## EXCERPTED PASSAGE
# Caribbean Vacations Forums > Bahamas, Bermuda and Turks & Caicos >  >  HELLO, WE JUST GOT BACK FROM BEAUTIFUL ST BARTS IN NOVEMBER AND WE ARE PLANNING TRIP TO BEMUDA IN AUG. ANYONE HAVE IDEAS WHERE TO STAY. WE LOVED STAYING IN VILLA IN ST BARTS BECAUSE OF PRIVACY. WOULD

## JEFFSC

HELLO, WE JUST GOT BACK FROM BEAUTIFUL ST BARTS IN NOVEMBER AND WE ARE PLANNING TRIP TO BEMUDA IN AUG. ANYONE HAVE IDEAS WHERE TO STAY. WE LOVED STAYING IN VILLA IN ST BARTS BECAUSE OF PRIVACY. WOULD LIKE SOMETHING LIKE THAT IN BERMUDA. WE ARE LOOKING AT SUMMERSIDE. HAS ANYONE STAYED? THANKS

----------


## Bermudasunrise

Bermudarentals.com would be a good place to start but I don't think you will find the same extravagance in the Bermuda listings.  Bermuda is jjust as beautiful in my opinion, but you won't find the type of villa's for rent that you do in St. Barth's.  I've been to both locations!  Good luck.

## WHAT THIS TASK INVOLVES
Extend the forum thread on private lodging in Bermuda by writing the post that would follow the last reply shown.

## DATASET RECORDS

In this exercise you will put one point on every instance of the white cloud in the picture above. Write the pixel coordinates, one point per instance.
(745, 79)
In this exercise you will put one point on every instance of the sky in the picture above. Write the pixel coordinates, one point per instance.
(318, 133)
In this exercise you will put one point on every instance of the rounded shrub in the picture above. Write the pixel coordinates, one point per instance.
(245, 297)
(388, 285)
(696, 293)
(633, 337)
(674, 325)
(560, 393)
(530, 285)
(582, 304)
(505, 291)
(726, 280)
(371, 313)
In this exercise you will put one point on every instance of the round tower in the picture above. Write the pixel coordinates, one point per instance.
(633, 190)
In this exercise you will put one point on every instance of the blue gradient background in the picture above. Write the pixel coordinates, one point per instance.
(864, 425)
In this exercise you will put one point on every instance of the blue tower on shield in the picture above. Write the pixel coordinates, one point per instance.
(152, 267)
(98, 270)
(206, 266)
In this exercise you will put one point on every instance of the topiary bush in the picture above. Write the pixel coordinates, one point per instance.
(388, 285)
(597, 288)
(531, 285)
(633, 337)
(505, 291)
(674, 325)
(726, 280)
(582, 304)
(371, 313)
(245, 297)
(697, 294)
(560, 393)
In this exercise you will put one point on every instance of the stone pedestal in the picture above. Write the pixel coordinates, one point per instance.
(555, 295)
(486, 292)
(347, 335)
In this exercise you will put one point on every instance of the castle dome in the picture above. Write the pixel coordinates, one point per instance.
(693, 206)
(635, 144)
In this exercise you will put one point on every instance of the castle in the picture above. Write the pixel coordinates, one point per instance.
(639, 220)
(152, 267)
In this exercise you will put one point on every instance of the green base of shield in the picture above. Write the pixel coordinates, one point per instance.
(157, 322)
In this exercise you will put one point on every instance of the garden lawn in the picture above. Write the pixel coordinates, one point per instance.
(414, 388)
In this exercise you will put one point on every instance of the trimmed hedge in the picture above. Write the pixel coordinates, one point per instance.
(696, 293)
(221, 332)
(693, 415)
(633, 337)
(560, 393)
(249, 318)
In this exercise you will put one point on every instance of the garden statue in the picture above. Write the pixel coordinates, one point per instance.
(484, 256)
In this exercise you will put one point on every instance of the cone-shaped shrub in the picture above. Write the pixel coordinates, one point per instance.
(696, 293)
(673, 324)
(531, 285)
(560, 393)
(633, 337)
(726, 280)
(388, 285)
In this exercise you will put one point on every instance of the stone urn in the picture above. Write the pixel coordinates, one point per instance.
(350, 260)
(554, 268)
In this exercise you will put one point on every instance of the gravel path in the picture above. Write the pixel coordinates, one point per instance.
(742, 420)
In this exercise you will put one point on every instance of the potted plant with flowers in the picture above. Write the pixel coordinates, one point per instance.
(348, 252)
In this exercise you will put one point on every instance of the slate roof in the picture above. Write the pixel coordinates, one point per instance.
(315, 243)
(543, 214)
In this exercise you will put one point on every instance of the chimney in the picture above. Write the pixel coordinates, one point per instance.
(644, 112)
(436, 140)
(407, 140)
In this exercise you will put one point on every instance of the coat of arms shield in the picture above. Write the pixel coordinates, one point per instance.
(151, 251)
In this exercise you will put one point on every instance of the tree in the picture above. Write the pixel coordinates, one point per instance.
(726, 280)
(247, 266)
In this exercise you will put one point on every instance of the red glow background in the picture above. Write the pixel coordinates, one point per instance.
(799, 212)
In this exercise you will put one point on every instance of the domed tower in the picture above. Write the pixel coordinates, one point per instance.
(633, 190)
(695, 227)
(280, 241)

## RESPONSE TO THE TASK
----------


## lmj

we've stayed at Pompano Beach Club twice and loved it.  It doesn't have the privacy of a villa, no kitchen, it's optionally all-inclusive, totally different from SBH.  But it's run by a wonderful family, the food is very good, there's an excellent dine-around program (including The Reefs &amp; Cambridge Beaches), has a great beach in a protected cove where you can walk for like a mile out into the ocean... here's their website:   Pompano Beach Club and also check them out on TripAdvisor, they always get stellar reviews.  We sent out neighbors there for their 25th and they are still raving about it months later.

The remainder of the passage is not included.